──────── Records to process ────────

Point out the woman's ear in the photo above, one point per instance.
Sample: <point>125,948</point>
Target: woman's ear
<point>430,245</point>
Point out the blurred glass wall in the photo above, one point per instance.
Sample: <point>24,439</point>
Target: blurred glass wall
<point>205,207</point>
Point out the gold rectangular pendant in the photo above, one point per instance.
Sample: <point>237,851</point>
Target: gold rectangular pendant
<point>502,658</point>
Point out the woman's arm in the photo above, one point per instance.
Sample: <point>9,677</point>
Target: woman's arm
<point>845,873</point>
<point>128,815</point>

────────
──────── Records to process ────────

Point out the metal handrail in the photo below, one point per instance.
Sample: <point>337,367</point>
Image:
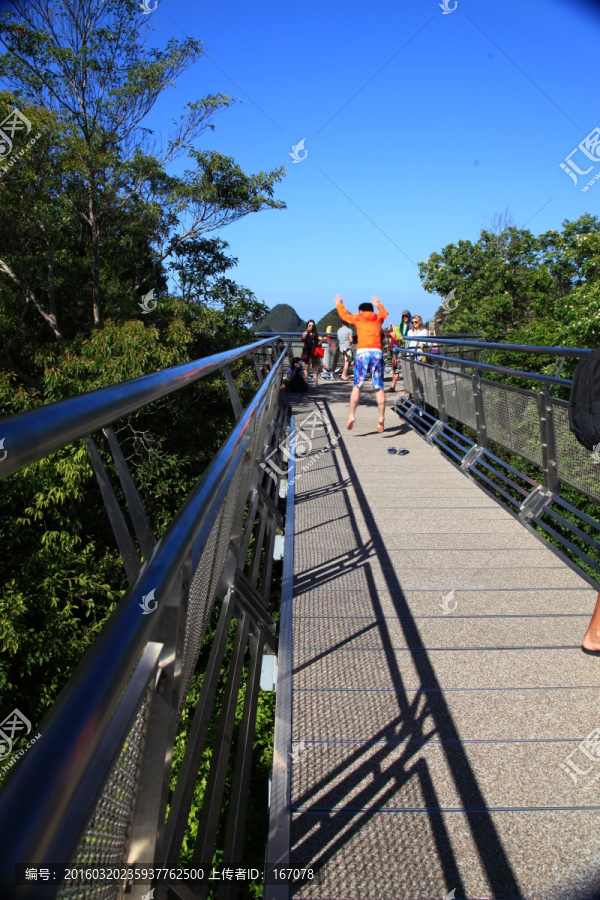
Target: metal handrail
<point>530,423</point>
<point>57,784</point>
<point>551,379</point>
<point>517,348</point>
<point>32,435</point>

────────
──────── Records to process ────────

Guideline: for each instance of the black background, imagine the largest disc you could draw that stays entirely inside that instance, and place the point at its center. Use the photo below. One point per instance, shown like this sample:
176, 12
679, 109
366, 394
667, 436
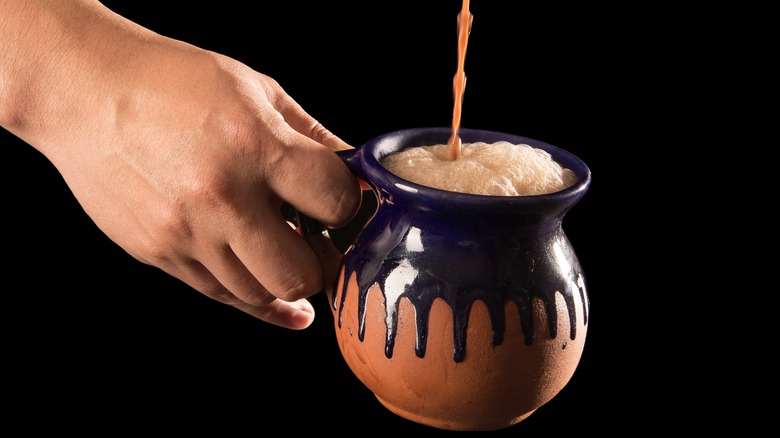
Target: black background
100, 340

────────

Directions for this task >>
The answer is the run of lines above from the line containing "Point out the blurred" through the line containing "Sample: <point>237,851</point>", copied exactly and alone.

Written answer >>
Point out the blurred glass wall in the photo above, one point per instance.
Sample: <point>24,439</point>
Target: blurred glass wall
<point>205,207</point>
Point out the gold rectangular pendant in the photo above, one point per instance.
Sample: <point>237,851</point>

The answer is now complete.